Information given

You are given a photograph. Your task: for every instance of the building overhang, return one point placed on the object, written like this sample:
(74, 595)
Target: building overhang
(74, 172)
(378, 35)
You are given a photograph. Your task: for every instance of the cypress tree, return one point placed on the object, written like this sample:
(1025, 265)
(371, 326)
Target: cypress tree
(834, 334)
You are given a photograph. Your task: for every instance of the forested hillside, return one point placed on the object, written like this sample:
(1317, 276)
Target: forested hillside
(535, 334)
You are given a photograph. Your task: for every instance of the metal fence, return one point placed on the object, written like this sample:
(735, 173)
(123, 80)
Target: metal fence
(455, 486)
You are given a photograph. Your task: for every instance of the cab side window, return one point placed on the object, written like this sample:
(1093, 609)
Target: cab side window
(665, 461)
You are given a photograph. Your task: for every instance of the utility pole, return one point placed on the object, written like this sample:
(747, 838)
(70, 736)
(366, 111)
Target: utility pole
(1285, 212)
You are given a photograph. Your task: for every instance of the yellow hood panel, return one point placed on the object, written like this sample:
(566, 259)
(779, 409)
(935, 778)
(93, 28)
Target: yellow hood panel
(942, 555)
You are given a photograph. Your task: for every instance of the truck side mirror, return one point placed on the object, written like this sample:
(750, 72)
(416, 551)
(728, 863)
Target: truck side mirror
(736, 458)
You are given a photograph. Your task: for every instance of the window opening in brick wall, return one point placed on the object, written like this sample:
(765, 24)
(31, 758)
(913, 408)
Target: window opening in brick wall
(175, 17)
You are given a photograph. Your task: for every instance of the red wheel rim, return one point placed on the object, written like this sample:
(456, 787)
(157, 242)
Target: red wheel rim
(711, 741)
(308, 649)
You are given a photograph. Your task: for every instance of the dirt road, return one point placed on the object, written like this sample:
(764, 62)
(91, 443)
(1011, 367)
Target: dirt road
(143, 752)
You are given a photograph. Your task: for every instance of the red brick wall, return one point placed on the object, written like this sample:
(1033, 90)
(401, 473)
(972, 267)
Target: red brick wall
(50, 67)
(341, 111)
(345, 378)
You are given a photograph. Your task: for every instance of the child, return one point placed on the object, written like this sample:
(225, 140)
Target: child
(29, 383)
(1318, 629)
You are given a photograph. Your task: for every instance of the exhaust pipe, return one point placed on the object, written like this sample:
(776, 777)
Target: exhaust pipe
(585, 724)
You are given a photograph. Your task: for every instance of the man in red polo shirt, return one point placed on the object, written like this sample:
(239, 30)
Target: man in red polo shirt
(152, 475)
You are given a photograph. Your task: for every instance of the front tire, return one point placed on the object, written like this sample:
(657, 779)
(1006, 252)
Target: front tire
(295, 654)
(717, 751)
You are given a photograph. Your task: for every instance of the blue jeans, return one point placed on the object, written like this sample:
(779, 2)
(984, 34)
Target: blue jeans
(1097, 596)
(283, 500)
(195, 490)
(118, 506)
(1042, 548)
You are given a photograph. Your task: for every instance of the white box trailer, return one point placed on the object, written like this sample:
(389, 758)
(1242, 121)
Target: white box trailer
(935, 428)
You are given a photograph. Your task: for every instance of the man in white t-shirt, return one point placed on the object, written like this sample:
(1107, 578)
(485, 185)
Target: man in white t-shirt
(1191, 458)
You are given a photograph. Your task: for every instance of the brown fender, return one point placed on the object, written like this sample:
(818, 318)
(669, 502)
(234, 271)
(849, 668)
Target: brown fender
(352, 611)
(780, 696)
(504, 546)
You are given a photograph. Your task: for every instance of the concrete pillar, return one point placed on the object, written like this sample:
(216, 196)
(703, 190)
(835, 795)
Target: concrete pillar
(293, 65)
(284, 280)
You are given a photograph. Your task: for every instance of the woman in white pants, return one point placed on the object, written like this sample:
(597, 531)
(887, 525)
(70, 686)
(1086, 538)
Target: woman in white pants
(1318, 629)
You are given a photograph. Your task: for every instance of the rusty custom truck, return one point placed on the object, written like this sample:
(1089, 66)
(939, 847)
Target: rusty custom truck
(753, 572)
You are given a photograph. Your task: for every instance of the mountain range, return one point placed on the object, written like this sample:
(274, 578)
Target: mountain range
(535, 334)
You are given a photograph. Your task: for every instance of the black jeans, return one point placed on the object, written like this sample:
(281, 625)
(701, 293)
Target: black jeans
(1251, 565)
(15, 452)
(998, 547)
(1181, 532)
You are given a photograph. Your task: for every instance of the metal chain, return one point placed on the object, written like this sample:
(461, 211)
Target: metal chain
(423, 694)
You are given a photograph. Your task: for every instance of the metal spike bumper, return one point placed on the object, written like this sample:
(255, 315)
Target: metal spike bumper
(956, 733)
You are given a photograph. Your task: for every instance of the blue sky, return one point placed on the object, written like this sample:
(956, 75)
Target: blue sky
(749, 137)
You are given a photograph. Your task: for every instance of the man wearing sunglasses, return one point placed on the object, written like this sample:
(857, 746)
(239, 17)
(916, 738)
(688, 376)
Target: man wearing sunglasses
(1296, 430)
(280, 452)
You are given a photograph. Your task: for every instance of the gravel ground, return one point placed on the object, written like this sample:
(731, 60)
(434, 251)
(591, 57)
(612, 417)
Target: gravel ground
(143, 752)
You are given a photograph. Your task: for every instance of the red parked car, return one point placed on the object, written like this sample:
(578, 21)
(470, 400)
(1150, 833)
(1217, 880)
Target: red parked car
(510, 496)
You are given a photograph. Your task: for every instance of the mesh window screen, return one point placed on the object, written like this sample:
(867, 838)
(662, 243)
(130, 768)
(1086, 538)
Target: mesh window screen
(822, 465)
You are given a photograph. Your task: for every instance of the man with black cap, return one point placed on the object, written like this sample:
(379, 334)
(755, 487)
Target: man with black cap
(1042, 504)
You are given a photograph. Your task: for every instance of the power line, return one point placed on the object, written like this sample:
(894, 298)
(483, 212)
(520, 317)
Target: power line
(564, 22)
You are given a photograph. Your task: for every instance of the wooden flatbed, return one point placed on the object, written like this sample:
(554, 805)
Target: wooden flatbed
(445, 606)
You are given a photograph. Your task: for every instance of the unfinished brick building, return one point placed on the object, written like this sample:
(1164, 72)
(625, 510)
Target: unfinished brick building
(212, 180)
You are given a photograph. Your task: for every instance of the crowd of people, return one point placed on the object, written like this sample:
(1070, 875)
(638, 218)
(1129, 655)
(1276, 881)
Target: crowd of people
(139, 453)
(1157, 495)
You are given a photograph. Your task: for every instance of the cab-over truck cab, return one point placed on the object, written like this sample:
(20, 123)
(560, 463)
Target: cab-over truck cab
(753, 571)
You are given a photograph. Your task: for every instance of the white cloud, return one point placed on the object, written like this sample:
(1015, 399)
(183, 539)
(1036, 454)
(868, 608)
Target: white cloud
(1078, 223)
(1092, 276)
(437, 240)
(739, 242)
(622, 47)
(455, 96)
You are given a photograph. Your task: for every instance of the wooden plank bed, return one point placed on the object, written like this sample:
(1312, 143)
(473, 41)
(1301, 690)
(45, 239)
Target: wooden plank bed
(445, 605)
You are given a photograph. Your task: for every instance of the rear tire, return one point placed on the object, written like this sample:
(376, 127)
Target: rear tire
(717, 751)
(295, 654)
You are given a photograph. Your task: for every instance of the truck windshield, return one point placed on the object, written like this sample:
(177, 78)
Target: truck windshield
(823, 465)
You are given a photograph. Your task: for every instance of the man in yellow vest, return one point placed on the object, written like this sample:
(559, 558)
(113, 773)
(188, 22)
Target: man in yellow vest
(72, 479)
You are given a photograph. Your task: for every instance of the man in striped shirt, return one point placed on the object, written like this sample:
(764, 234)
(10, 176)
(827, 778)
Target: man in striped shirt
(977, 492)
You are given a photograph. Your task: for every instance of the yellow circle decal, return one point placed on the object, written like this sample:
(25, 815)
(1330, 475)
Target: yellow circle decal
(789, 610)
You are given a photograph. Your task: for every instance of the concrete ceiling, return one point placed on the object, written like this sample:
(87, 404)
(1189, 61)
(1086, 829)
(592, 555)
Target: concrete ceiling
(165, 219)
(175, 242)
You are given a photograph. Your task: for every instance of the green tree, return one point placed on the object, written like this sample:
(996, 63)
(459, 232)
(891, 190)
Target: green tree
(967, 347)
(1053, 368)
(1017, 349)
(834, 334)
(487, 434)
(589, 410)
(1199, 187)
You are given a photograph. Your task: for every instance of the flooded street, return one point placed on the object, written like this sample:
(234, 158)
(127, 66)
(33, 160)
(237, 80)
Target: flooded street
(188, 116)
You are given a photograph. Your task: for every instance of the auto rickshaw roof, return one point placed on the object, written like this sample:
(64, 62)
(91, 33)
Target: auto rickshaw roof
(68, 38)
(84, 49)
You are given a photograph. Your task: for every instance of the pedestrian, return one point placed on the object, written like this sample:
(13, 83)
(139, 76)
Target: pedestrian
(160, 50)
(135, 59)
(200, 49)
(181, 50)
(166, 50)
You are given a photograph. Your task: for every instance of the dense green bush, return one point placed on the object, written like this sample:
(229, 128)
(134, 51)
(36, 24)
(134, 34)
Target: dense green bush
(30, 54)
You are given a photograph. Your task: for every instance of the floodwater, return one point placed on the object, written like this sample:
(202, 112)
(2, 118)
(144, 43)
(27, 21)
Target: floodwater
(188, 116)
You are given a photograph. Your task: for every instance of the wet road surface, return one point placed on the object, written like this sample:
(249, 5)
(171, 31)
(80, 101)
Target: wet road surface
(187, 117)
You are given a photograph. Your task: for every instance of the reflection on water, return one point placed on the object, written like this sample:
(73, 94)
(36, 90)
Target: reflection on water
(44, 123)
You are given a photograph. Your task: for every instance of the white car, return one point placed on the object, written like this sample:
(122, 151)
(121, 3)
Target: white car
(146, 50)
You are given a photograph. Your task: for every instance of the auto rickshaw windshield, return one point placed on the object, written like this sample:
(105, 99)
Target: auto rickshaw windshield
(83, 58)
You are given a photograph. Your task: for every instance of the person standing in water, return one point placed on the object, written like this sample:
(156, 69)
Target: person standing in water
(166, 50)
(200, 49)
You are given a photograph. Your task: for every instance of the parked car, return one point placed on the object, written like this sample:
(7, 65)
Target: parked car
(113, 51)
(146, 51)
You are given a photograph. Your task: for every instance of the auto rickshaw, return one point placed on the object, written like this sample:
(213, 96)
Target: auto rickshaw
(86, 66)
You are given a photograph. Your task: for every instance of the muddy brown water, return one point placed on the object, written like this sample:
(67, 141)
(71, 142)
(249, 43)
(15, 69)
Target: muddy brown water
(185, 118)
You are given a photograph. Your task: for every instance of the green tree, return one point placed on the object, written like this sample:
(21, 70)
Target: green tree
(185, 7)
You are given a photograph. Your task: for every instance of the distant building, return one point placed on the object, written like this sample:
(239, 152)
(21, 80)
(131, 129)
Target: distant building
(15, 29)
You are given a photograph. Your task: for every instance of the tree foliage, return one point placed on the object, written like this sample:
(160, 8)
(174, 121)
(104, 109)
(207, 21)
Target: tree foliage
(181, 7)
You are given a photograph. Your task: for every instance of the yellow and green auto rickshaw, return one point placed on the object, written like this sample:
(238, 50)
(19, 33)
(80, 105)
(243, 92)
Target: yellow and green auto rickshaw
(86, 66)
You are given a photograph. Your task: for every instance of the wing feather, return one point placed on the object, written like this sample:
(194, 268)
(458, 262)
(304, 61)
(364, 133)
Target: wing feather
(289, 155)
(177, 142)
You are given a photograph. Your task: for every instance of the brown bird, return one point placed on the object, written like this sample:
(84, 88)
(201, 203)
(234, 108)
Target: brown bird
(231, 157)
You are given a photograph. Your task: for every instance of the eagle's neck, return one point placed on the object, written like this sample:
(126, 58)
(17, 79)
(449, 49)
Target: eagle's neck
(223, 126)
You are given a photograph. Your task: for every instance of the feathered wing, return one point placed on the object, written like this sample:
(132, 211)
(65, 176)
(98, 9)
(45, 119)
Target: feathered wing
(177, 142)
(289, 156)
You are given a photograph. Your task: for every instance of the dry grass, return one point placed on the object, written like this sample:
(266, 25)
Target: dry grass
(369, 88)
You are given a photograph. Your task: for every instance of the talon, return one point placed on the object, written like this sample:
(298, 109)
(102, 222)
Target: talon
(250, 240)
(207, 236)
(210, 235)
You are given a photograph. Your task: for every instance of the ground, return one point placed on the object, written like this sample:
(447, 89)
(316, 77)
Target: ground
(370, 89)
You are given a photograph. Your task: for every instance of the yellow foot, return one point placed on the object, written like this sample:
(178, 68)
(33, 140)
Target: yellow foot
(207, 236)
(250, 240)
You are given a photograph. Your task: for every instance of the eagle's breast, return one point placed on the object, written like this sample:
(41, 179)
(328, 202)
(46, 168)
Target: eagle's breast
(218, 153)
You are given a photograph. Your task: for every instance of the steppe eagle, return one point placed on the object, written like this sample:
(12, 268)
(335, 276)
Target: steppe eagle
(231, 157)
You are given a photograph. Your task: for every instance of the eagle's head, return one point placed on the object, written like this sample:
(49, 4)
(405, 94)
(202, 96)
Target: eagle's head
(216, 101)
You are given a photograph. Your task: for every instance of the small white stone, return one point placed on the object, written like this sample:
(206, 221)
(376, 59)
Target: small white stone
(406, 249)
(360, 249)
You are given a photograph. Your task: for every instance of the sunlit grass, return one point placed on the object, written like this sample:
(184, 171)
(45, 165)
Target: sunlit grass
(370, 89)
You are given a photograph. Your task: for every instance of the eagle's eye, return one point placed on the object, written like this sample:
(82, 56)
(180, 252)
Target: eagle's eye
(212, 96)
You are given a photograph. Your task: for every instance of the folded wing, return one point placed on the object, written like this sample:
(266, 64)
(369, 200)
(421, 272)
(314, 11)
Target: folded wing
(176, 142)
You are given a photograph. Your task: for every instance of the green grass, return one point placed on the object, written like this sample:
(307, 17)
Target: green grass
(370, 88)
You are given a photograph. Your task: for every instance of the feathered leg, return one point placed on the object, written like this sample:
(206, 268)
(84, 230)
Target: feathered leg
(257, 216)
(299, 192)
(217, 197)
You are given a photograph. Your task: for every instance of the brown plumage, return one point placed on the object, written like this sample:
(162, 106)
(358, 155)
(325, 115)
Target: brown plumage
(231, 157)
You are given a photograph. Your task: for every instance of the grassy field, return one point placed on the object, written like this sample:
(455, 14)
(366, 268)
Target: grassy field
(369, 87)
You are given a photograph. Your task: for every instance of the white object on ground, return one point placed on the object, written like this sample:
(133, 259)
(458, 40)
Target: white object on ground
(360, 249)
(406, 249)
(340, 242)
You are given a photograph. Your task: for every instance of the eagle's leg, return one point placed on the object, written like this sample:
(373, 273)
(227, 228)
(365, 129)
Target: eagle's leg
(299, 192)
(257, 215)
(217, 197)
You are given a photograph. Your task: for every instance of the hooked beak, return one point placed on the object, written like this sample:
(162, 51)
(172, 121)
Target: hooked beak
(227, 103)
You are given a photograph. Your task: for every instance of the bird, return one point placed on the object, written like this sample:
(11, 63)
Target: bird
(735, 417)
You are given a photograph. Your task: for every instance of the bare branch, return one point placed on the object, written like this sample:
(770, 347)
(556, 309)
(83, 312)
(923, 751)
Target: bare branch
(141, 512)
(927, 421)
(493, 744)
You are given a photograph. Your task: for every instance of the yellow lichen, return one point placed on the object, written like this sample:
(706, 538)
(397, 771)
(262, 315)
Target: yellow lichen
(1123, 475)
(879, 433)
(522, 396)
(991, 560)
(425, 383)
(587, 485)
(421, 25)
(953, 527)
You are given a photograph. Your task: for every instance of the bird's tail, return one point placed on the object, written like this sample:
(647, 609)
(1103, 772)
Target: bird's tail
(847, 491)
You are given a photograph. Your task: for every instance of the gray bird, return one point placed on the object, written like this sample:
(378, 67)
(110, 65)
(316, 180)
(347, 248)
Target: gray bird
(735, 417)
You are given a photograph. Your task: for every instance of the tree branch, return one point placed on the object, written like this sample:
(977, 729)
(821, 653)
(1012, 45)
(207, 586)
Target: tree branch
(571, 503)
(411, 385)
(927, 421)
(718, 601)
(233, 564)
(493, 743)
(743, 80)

Task goal
Please copy the listing above word for word, from its first line through the line that contains "(1285, 212)", including both of those lines.

Expected output
You are given a photograph. Your task: for every instance of the building overhang, return one point placed on the object, written like this sample:
(74, 595)
Target: building overhang
(74, 172)
(378, 35)
You are given a photograph. Your task: for every instance of the cypress tree, return one point placed on the object, written like this sample:
(1025, 265)
(371, 326)
Target: cypress tree
(834, 334)
You are given a photograph. Your task: for every instance of the forested hillside, return one point placed on the object, written like this sample:
(1317, 276)
Target: forested hillside
(535, 334)
You are given a photograph. Your task: for every instance of the metal fence, return one point placed on the object, written like this sample:
(735, 173)
(123, 80)
Target: metal fence
(455, 486)
You are given a photograph. Your task: for every instance of the cab side window, return one point placed on the object, written like this sample:
(1093, 609)
Target: cab side window
(665, 461)
You are given a photograph. Your task: for every instance of the utility pole, return one point placed on the object, written like this sample:
(747, 838)
(70, 736)
(366, 111)
Target: utility pole
(1285, 212)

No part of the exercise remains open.